He talked to the truck,
part of a running dialogue of a world inhabited by “mean” toys
and “nice” toys.
He spent a lot of time on the floor. It was his space,
his Middle Earth, where characters came and went,
where imagined friends were saved and lost, and where,
occasionally, one of its populace—usually a “mean
guy”—“got
died.”
No, the perfect age probably is 7.
By now, he’s
old enough to know who the president is, can make
a tuna sandwich all on his own, can catch most of
what I throw to him in our backyard games, but has
the charming habits of a second grader.
We’re
in the ballpark at San Francisco, walking on the
concourse. “Daddy,
where are the bloody seats?”
“Bloody seats?”
“The ones way up high.”
Pause.
“Oh, you mean the nosebleed section.”
But
wait; surely the perfect age is 9.
He falls into
a chair, a jumble of joints. And when he gets out,
his limbs reassemble and unfold, and I can imagine
him one day when he is, say, 17, looking down at
me, bemused, remembering when he was little and
I wasn’t.

--------------------------------

* **Task A**
In the essay on a boy's ages, what does the boy call the seats way up high at the San Francisco ballpark?
* **Task B**
Print the stretch of the essay on a boy's ages from "No, the perfect" through "a second grader.".
The material after this essay is separate and unrelated to it.

--------------------------------

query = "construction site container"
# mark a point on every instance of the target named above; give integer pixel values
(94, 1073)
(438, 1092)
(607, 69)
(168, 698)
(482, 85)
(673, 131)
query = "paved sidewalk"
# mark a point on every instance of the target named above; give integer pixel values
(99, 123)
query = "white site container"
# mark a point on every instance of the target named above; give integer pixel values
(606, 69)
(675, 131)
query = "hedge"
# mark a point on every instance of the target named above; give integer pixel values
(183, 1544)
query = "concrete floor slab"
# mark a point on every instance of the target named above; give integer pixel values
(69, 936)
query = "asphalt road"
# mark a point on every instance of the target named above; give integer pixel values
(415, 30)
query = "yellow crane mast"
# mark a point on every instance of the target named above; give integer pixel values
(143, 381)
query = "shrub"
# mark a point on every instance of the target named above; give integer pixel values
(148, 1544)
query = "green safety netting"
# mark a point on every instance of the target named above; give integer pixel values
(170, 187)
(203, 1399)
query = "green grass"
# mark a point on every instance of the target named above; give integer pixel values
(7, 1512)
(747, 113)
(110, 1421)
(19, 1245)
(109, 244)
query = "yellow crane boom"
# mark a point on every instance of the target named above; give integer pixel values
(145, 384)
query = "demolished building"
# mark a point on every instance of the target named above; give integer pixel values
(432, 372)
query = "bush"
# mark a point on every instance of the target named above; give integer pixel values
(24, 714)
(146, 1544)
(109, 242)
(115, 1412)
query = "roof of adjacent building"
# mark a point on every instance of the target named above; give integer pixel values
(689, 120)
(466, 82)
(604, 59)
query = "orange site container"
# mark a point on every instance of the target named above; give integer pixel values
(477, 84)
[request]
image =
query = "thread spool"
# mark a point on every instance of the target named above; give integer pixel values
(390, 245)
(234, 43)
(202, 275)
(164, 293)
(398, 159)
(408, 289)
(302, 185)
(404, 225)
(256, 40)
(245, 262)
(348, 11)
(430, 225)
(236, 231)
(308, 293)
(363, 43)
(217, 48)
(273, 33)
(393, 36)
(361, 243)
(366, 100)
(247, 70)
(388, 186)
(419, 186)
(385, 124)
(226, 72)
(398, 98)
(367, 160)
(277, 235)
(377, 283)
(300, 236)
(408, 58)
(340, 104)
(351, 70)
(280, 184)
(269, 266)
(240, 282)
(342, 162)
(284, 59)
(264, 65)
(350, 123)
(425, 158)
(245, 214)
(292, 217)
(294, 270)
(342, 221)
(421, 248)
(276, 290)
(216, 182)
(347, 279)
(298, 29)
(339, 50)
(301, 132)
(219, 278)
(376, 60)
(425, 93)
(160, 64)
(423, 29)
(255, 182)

--------------------------------

* **Full response A**
He calls them the "bloody seats."

* **Full response B**
No, the perfect age probably is 7.
By now, he’s
old enough to know who the president is, can make
a tuna sandwich all on his own, can catch most of
what I throw to him in our backyard games, but has
the charming habits of a second grader.